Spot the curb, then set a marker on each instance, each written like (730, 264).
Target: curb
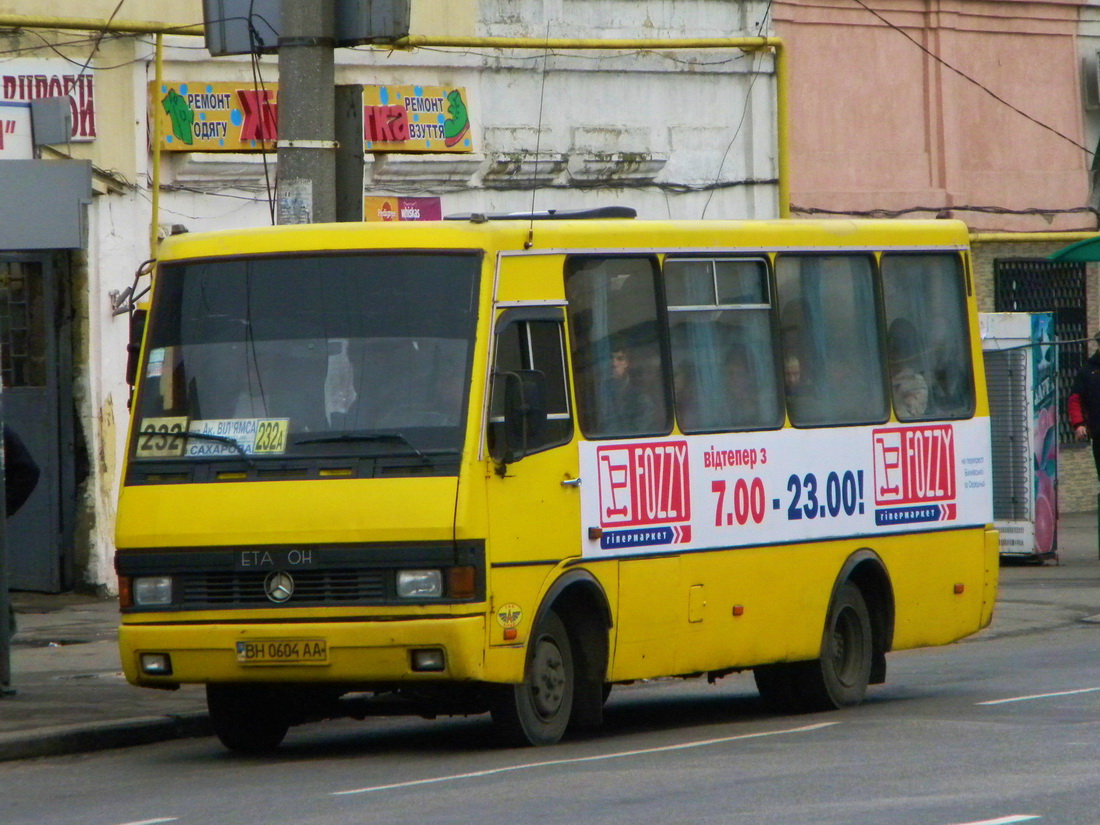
(66, 739)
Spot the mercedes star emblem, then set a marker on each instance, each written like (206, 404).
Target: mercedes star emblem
(278, 586)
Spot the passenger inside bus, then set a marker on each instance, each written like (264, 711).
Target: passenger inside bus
(627, 407)
(743, 389)
(909, 385)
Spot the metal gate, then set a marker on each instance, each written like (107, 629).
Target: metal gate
(34, 364)
(1037, 285)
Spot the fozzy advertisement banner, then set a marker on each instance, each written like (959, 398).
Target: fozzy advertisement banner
(685, 493)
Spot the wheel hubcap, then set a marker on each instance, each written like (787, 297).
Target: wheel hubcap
(548, 679)
(846, 646)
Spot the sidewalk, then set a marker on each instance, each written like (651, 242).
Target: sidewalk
(70, 695)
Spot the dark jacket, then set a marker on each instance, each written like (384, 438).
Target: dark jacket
(21, 473)
(1084, 402)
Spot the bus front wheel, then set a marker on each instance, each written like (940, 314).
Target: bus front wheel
(246, 719)
(840, 677)
(537, 711)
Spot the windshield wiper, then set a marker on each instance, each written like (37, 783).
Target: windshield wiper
(361, 438)
(221, 439)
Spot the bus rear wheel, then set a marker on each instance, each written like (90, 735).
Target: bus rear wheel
(840, 677)
(248, 719)
(537, 711)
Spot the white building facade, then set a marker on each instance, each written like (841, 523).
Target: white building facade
(683, 133)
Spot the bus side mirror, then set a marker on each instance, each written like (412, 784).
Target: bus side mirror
(525, 414)
(133, 347)
(133, 350)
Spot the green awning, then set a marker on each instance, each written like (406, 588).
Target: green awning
(1082, 251)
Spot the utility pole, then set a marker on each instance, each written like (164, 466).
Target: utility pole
(307, 112)
(6, 628)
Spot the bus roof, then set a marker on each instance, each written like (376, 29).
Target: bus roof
(561, 235)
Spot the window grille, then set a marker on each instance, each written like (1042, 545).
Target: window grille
(1036, 285)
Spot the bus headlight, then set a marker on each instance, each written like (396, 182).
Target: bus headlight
(419, 583)
(152, 590)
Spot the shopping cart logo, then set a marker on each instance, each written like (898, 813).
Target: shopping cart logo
(915, 465)
(645, 484)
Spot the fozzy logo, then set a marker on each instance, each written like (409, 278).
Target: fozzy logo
(914, 474)
(644, 484)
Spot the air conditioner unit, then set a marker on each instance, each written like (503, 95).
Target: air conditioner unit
(1090, 80)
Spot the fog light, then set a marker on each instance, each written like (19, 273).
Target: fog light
(152, 590)
(429, 660)
(419, 583)
(156, 664)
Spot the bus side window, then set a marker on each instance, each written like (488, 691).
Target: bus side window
(525, 342)
(723, 359)
(933, 353)
(829, 331)
(619, 371)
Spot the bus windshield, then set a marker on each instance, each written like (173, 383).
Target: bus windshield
(364, 354)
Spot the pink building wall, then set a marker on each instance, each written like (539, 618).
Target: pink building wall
(879, 124)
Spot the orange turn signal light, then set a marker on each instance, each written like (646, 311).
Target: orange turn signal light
(461, 582)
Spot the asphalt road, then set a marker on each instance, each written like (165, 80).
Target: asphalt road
(997, 730)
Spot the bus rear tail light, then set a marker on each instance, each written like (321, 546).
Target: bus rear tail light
(429, 660)
(156, 664)
(125, 592)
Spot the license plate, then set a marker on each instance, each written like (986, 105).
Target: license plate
(283, 651)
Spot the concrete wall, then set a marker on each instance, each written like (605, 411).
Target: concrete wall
(879, 124)
(688, 134)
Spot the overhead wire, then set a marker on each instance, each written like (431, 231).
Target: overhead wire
(970, 79)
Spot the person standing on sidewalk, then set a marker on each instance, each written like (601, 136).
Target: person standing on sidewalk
(1084, 403)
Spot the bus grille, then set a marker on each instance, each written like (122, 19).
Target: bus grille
(310, 587)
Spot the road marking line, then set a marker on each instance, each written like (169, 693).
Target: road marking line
(1038, 695)
(576, 760)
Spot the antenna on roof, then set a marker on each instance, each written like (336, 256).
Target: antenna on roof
(538, 140)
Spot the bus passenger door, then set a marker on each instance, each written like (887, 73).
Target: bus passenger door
(534, 501)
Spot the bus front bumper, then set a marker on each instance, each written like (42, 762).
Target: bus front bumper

• • •

What the exercise asks - Hand back the records above exactly as they are, pictures excluded.

Task output -
Spot the curb, then set a marker on each instance, each written like (730, 264).
Target: curb
(66, 739)
Spot the mercedes star emblem, then set a marker on each instance, each written like (206, 404).
Target: mercedes star emblem
(278, 586)
Spot the passenger inside bus, then set a marker on each instance, each written like (264, 711).
Target: passenger inside bus
(627, 407)
(743, 389)
(909, 385)
Spot the metal gate, then set a marker on each instance, each written like (107, 629).
Target: metal gate
(34, 364)
(1037, 285)
Spot the fozzy advertisement banner, then set a marker on each instance, each written like (959, 398).
Target: fozzy advertisement banner
(685, 493)
Spot the wheel hubcap, then set a marker on each instance, each written like (787, 297).
Target: wheel hubcap
(548, 679)
(846, 646)
Spot the sidewalk, then set a marker on each instance, each written like (651, 242).
Target: sidewalk
(70, 695)
Spot the dark jacket, then set a marker on each instance, each written like (384, 438).
Target: dark jacket
(21, 473)
(1084, 402)
Spot the bus front wheel, then set a marker on each instance, each written like (940, 314).
Target: bus front wheel
(246, 719)
(840, 677)
(537, 711)
Spot the windshield wiper, then set a marker on each instance, each written like (37, 783).
Target: windshield wiper
(361, 438)
(221, 439)
Spot the bus rear wheel, then set a marker on each instance, each written like (90, 735).
Target: bus rear wheel
(840, 677)
(248, 719)
(537, 711)
Spot the white building facade, then set a marker on each instance, each written like (841, 523).
Target: white building facade
(683, 133)
Spot the bus side mirror, then set a marker on each instance, each written like (412, 784).
Target: bus side mirror
(525, 414)
(133, 347)
(133, 350)
Spot the green awning, then set a marker on each instance, each written like (406, 588).
Target: green awning
(1082, 251)
Spot the utility pole, then set a marker on each instance, each written like (164, 466).
Target: utility pole
(307, 112)
(6, 628)
Spot the bus roof, then set a marker on each instance, each written like (376, 29).
Target: bus roof
(561, 235)
Spot the window grille, then set a marker on each instance, each written like (1042, 545).
Target: window grille
(1036, 285)
Spot the bus headlight, then set a marker on each instance, each written like (396, 182).
Target: bus headlight
(419, 583)
(152, 590)
Spot the shopping cart logo, then set a marker on each instance, each written like (898, 813).
Target: shopping cart logo
(915, 465)
(645, 484)
Spot the fozzy logo, then set a marker on each instance, each written like (409, 278).
Target: fozzy logo
(914, 474)
(644, 484)
Spot the air conditioner unit, then set a marker on each instance, each written like (503, 95).
Target: air conditioner unit
(1090, 80)
Spot the fog light, then set a marker on each instance, each written like (19, 273).
Target: fog light
(152, 590)
(429, 660)
(419, 583)
(156, 664)
Spot the bus side window, then set a marker on each instance, each written like (488, 691).
Target: bus side window
(525, 342)
(723, 359)
(933, 353)
(829, 331)
(619, 371)
Spot the bus windshield, then set a marker on each instance, each written like (173, 383).
Target: bus windshield
(364, 354)
Spot the pink building wall, then set a marker on each instance, each written like (539, 618).
Target: pink building wall
(879, 124)
Spot the orange turn signal light, then set a marker on each instance, each written like (646, 311).
Target: orange turn signal light
(461, 582)
Spot the asphalt road, then set a marker on each instance, each written like (165, 80).
Target: asphalt road
(997, 730)
Spot the bus rear tail light, then set a marker on each instance, each written like (321, 546).
Target: bus rear tail light
(429, 660)
(156, 664)
(125, 592)
Spot the license plate, then set a marker on each instance, each written like (986, 105).
Target: license plate
(283, 651)
Spot the concrete wall, then set a marker on each instance, each written like (605, 411).
Target: concrete wall
(879, 124)
(688, 134)
Spot the overhead wire, then set a marker on each instance, each written like (431, 231).
Target: overhead wire
(970, 79)
Spot the person standing on sidewalk, then set a marker on each instance, each written like (601, 136).
Target: person standing on sidewalk
(1084, 403)
Spot the bus grille, then set a marker on each instance, each written like (122, 19).
Target: bus grille
(310, 587)
Spot the road marking line, then set a marker on each instance, each written like (169, 693).
Target: road marking line
(1038, 695)
(576, 760)
Spot the antenna on roof, then set a marker on each instance, each written like (336, 256).
Target: antenna on roof
(538, 140)
Spot the bus passenger door, then set a marker on each instance, each written like (887, 73).
Target: bus passenger door
(534, 501)
Spot the bus front bumper, then set a marker on each instance, each written like (42, 762).
Target: bus front bumper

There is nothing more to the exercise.